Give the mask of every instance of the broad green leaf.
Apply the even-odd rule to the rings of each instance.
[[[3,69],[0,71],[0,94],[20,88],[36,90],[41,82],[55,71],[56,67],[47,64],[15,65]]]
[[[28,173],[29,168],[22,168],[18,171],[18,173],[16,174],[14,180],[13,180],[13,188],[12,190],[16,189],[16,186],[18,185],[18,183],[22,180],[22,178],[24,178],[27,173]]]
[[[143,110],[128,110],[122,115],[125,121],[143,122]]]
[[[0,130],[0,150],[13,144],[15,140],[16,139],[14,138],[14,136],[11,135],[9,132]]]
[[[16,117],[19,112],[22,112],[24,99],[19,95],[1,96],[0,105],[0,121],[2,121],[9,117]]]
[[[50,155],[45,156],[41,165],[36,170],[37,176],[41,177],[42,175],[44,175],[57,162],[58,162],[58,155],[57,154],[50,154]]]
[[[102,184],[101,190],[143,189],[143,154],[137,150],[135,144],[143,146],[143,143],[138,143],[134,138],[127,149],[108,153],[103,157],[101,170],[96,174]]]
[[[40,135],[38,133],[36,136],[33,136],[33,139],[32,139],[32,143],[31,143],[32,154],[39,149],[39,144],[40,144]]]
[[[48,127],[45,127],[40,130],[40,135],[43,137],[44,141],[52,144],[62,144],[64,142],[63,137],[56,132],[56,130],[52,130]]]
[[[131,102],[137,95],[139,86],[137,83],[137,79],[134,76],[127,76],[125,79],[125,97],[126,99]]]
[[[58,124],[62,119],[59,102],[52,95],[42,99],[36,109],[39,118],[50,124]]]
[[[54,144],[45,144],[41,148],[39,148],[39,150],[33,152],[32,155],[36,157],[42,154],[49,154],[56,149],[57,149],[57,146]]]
========================================================================
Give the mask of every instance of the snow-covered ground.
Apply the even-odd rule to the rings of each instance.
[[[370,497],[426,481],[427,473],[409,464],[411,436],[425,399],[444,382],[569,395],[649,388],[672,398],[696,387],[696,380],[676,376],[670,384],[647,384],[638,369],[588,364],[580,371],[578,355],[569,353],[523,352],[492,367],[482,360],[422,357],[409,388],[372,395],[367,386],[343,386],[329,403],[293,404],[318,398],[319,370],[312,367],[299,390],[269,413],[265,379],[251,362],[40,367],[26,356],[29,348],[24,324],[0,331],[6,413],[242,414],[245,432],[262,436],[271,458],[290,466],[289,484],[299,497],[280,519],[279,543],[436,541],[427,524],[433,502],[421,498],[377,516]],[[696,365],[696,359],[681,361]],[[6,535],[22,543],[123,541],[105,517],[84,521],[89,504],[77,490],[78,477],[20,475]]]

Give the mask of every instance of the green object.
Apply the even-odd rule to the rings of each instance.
========================================================================
Written problem
Return each line of the material that contains the word "green".

Solution for this exercise
Give the mask of every instance of the broad green leaf.
Give the mask of every instance of the green object.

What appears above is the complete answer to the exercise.